指示:
A: ConnectXの記事について、次の問いに答えよ。
(i) この記事はConnect Xコンペに関する何回目の記事か。
(ii) 参考にしたノートブックのスコアはいくつか。
(iii) 筆者は「Swarm」をどういう意味だと述べているか。
B: ConnectXの記事から、「処理はコメントをご参照ください。」で始まり「cell = explore_cell_above(cell, i)」で終わる部分をそのまま書き写せ。
C: ConnectXの記事を2文で要約せよ。
____ 本文
Kaggle - ConnectX(3) - ４枚そろえるボードゲーム

April 9, 2021

Connect Xコンペに関する３回目の記事です。

Connect X

今回は、スコア1029.1を叩き出している「Cell Swarm」というノートブックのエージェントを参考にさせて頂きました。

Cell Swarm

Cell Swarmノートブックのエージェント

エージェントの実装だけ抽出してみます。

Swarmは「群れ」という意味で、Cell Swarmだと「セルの群れ」とか「セルの集まり」とかいう意味でしょうか。

処理はコメントをご参照ください。

[ソース]

def my_agent(obs, conf):

    def evaluate_cell(cell):
        """ evaluate qualities of the cell """
        # セルの品質を評価。パターンを取得して、そのセルのポイント付けをしているみたい。
        cell = get_patterns(cell)
        cell = calculate_points(cell)
        for i in range(1, conf.rows):
            cell = explore_cell_above(cell, i)
________
____ 抽出データ
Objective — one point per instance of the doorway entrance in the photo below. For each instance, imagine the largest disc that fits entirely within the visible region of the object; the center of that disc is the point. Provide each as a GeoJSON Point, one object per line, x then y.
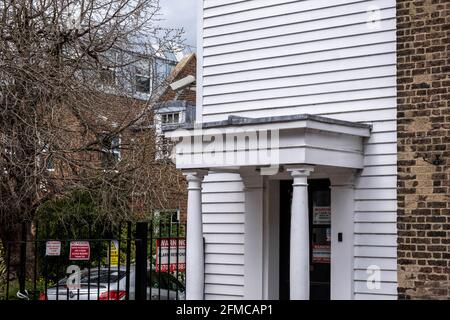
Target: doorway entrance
{"type": "Point", "coordinates": [320, 238]}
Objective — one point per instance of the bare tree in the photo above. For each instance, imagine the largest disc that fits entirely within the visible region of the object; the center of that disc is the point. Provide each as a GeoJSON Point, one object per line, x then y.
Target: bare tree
{"type": "Point", "coordinates": [63, 116]}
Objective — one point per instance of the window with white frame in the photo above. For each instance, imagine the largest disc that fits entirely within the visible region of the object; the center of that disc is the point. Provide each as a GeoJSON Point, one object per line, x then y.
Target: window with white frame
{"type": "Point", "coordinates": [171, 216]}
{"type": "Point", "coordinates": [142, 80]}
{"type": "Point", "coordinates": [170, 118]}
{"type": "Point", "coordinates": [110, 150]}
{"type": "Point", "coordinates": [48, 158]}
{"type": "Point", "coordinates": [108, 76]}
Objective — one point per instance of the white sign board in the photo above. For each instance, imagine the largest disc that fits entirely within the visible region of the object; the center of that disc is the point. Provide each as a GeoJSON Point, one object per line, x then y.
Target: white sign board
{"type": "Point", "coordinates": [53, 248]}
{"type": "Point", "coordinates": [177, 250]}
{"type": "Point", "coordinates": [321, 215]}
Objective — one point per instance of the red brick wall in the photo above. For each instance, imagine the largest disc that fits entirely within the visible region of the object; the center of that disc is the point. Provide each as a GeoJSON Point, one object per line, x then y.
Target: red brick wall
{"type": "Point", "coordinates": [423, 149]}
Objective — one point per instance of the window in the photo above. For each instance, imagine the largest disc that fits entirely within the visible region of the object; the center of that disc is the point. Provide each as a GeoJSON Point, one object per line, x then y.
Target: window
{"type": "Point", "coordinates": [164, 148]}
{"type": "Point", "coordinates": [108, 76]}
{"type": "Point", "coordinates": [110, 151]}
{"type": "Point", "coordinates": [170, 118]}
{"type": "Point", "coordinates": [162, 69]}
{"type": "Point", "coordinates": [142, 81]}
{"type": "Point", "coordinates": [172, 216]}
{"type": "Point", "coordinates": [48, 158]}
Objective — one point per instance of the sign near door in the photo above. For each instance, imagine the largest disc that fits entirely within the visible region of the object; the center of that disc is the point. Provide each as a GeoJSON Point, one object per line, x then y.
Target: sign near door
{"type": "Point", "coordinates": [321, 253]}
{"type": "Point", "coordinates": [79, 250]}
{"type": "Point", "coordinates": [321, 215]}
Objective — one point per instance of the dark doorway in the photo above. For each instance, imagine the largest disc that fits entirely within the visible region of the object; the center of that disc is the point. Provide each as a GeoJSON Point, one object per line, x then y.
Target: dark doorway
{"type": "Point", "coordinates": [319, 232]}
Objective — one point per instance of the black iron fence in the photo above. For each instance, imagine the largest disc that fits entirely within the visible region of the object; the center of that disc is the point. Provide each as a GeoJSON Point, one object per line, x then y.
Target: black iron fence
{"type": "Point", "coordinates": [138, 261]}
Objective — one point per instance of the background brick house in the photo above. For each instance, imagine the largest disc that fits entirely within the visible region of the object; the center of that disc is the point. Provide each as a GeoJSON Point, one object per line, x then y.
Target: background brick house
{"type": "Point", "coordinates": [423, 149]}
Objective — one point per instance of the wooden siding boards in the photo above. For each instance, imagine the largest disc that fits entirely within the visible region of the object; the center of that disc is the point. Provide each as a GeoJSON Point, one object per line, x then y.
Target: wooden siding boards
{"type": "Point", "coordinates": [319, 57]}
{"type": "Point", "coordinates": [223, 229]}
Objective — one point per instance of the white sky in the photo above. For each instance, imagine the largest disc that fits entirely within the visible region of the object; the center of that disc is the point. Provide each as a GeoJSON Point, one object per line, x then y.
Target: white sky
{"type": "Point", "coordinates": [181, 14]}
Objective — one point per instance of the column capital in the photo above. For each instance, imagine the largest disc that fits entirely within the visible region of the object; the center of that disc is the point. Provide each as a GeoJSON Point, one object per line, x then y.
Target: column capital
{"type": "Point", "coordinates": [300, 171]}
{"type": "Point", "coordinates": [194, 175]}
{"type": "Point", "coordinates": [343, 179]}
{"type": "Point", "coordinates": [251, 179]}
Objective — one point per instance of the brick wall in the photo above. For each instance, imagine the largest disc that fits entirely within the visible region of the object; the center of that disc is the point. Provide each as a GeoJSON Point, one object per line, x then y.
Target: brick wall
{"type": "Point", "coordinates": [423, 149]}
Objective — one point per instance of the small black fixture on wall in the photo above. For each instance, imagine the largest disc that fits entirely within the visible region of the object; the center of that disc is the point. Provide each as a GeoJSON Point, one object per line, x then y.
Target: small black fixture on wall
{"type": "Point", "coordinates": [435, 159]}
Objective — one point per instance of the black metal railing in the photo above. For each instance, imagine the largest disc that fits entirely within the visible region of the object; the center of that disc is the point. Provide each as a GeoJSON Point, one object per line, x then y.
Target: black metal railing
{"type": "Point", "coordinates": [138, 261]}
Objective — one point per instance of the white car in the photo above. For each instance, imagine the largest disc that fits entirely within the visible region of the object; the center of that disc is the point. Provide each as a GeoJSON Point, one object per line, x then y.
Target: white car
{"type": "Point", "coordinates": [95, 285]}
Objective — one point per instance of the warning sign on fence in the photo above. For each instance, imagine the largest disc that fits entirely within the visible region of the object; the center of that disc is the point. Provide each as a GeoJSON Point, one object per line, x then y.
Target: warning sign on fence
{"type": "Point", "coordinates": [114, 251]}
{"type": "Point", "coordinates": [176, 248]}
{"type": "Point", "coordinates": [80, 250]}
{"type": "Point", "coordinates": [53, 248]}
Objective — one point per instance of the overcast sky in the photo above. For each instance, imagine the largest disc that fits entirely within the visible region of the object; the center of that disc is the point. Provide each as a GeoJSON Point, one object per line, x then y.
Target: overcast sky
{"type": "Point", "coordinates": [181, 14]}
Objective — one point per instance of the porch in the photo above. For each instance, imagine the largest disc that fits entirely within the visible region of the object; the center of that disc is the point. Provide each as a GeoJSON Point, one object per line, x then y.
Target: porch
{"type": "Point", "coordinates": [261, 153]}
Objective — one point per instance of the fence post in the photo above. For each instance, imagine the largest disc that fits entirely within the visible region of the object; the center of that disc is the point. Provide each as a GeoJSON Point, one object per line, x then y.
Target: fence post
{"type": "Point", "coordinates": [23, 258]}
{"type": "Point", "coordinates": [141, 260]}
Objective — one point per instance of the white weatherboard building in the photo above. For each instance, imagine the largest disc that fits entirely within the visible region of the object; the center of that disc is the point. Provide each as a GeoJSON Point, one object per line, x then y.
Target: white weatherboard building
{"type": "Point", "coordinates": [292, 164]}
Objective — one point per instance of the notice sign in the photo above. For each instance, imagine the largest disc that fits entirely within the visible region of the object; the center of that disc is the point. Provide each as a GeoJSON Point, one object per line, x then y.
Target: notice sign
{"type": "Point", "coordinates": [166, 246]}
{"type": "Point", "coordinates": [321, 253]}
{"type": "Point", "coordinates": [53, 248]}
{"type": "Point", "coordinates": [80, 250]}
{"type": "Point", "coordinates": [114, 251]}
{"type": "Point", "coordinates": [322, 215]}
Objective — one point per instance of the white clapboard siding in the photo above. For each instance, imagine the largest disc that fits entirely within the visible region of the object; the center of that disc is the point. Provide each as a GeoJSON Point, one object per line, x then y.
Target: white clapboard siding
{"type": "Point", "coordinates": [287, 57]}
{"type": "Point", "coordinates": [367, 252]}
{"type": "Point", "coordinates": [211, 296]}
{"type": "Point", "coordinates": [223, 228]}
{"type": "Point", "coordinates": [385, 275]}
{"type": "Point", "coordinates": [372, 296]}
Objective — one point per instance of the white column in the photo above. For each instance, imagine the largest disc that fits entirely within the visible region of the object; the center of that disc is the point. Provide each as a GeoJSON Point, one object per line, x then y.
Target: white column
{"type": "Point", "coordinates": [299, 247]}
{"type": "Point", "coordinates": [253, 239]}
{"type": "Point", "coordinates": [195, 258]}
{"type": "Point", "coordinates": [342, 222]}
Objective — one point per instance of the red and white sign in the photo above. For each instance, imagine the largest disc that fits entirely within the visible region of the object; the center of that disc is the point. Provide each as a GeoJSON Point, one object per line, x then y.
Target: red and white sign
{"type": "Point", "coordinates": [163, 247]}
{"type": "Point", "coordinates": [80, 250]}
{"type": "Point", "coordinates": [321, 253]}
{"type": "Point", "coordinates": [53, 248]}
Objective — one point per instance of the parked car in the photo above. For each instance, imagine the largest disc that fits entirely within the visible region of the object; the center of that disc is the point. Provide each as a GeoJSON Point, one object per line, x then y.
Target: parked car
{"type": "Point", "coordinates": [97, 285]}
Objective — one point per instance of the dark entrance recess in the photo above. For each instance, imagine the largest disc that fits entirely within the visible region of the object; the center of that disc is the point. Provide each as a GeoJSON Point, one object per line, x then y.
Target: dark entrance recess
{"type": "Point", "coordinates": [320, 242]}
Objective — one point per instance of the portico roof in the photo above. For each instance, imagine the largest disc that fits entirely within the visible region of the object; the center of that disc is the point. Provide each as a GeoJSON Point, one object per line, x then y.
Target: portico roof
{"type": "Point", "coordinates": [269, 141]}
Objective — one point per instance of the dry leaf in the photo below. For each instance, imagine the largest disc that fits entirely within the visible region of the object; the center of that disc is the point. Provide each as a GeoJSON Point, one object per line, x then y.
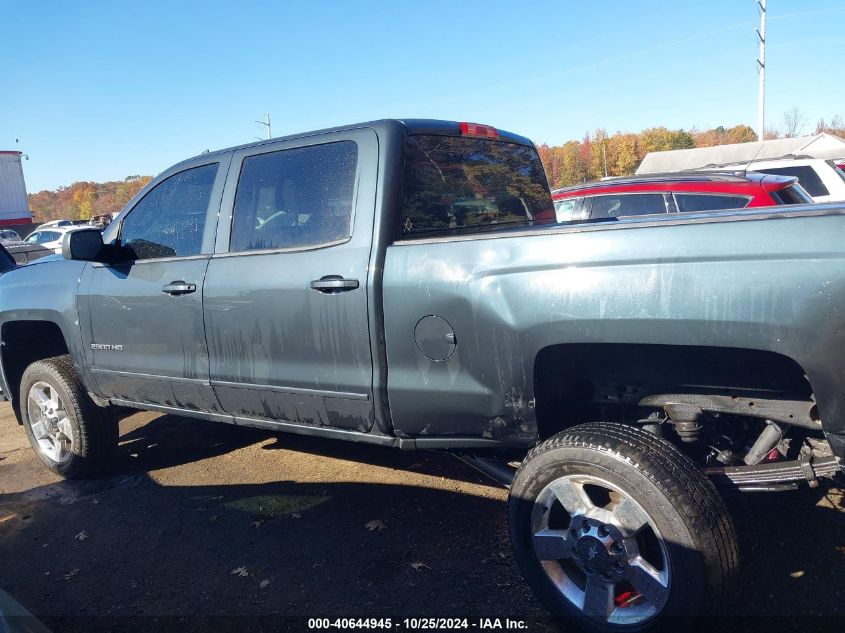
________
正解:
A:
(i) 3回目
(ii) 1029.1
(iii) 「群れ」

B:
処理はコメントをご参照ください。

[ソース]

def my_agent(obs, conf):

    def evaluate_cell(cell):
        """ evaluate qualities of the cell """
        # セルの品質を評価。パターンを取得して、そのセルのポイント付けをしているみたい。
        cell = get_patterns(cell)
        cell = calculate_points(cell)
        for i in range(1, conf.rows):
            cell = explore_cell_above(cell, i)

C: この記事はConnect Xコンペに関する3回目の記事で、スコア1029.1の「Cell Swarm」というノートブックのエージェントを参考にしている。そのエージェントの実装だけを抽出して示し、処理の内容はコメントを参照するよう述べている。